▶ [Working data]
★ ★ ★
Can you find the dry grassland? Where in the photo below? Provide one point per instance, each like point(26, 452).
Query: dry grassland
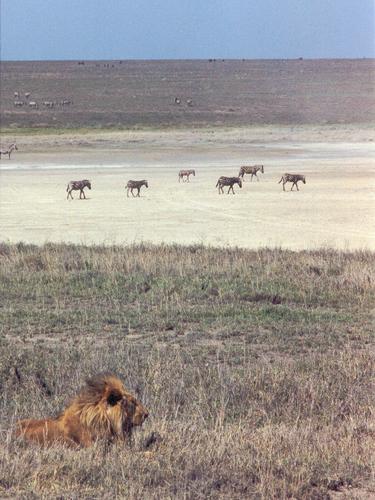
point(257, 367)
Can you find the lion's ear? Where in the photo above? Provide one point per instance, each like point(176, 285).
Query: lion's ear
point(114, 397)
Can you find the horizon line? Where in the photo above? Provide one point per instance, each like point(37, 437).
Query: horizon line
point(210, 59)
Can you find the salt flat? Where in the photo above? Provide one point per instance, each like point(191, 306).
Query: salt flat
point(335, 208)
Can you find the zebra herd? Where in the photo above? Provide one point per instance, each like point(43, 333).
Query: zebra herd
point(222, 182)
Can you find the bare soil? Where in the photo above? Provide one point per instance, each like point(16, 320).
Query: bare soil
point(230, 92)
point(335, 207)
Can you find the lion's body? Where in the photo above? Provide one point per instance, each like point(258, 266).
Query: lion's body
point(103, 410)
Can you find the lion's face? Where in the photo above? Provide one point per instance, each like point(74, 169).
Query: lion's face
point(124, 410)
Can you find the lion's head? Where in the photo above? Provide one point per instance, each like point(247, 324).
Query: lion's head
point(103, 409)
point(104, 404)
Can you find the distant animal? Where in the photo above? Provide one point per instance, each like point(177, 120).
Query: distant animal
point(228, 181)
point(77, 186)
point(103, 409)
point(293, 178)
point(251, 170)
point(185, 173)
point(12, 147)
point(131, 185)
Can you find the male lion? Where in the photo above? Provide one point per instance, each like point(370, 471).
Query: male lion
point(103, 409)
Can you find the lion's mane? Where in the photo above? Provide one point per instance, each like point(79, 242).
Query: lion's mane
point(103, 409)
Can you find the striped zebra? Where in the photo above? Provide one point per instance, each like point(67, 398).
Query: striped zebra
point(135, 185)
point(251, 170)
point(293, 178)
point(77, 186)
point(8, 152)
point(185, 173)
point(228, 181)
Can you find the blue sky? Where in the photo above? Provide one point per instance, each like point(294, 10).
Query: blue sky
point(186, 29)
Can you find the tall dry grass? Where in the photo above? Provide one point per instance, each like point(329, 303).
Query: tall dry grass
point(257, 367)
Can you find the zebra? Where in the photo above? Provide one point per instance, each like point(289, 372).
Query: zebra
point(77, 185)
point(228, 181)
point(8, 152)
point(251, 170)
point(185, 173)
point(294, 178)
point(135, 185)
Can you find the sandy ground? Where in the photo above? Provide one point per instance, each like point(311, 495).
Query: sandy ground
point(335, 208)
★ ★ ★
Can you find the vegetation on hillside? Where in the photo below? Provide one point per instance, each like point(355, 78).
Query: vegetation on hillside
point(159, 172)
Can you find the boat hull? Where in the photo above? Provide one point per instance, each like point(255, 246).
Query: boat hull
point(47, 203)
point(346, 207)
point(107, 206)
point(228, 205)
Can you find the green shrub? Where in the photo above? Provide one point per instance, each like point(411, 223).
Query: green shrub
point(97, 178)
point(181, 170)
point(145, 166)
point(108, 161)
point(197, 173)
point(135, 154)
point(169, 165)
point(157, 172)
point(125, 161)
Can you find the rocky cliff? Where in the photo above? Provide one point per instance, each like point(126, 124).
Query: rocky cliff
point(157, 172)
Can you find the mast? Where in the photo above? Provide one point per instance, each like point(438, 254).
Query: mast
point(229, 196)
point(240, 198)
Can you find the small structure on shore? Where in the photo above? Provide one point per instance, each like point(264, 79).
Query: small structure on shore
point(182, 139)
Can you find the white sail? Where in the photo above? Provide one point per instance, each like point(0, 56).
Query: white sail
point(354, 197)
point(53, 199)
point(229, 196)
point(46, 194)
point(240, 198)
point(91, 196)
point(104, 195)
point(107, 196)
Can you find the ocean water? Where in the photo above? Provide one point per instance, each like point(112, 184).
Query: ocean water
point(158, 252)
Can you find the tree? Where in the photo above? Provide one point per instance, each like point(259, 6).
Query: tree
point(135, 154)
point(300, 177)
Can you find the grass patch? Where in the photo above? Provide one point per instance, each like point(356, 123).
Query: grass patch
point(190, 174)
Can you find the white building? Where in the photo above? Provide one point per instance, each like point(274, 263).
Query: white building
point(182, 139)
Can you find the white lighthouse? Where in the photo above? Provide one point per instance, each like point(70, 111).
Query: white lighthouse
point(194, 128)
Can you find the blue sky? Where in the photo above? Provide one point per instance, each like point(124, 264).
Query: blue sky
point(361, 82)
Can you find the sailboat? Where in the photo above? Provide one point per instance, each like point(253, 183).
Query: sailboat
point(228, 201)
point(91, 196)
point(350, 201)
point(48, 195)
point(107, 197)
★ ★ ★
▶ [Direction] Please repeat the records from the line with "Can you find the dry" to the line with "point(335, 207)", swapping "Query" for "Label" and leaving everything else unchanged. Omit the pictures.

▶ [Result of this task]
Can you find the dry grassland? Where in the photo below? Provide one point per instance, each like point(26, 452).
Label: dry grassland
point(257, 367)
Can you find the lion's ear? Where in the photo above? Provide one point per instance, each like point(176, 285).
Label: lion's ear
point(114, 397)
Can you find the horizon line? Where in the photo above? Provide one point per instance, each like point(37, 437).
Label: horizon line
point(210, 59)
Can you find the salt flat? Where in the photo above? Provide one point per instance, each like point(191, 306).
Label: salt flat
point(335, 208)
Can you find the zebra herd? Where in the photo above? Provide one point per instance, each like point(43, 333).
Label: zebra herd
point(222, 182)
Can you find the bare soil? Where in the photo above? Provide one point per instance, each like point(16, 320).
Label: bare soil
point(230, 92)
point(335, 207)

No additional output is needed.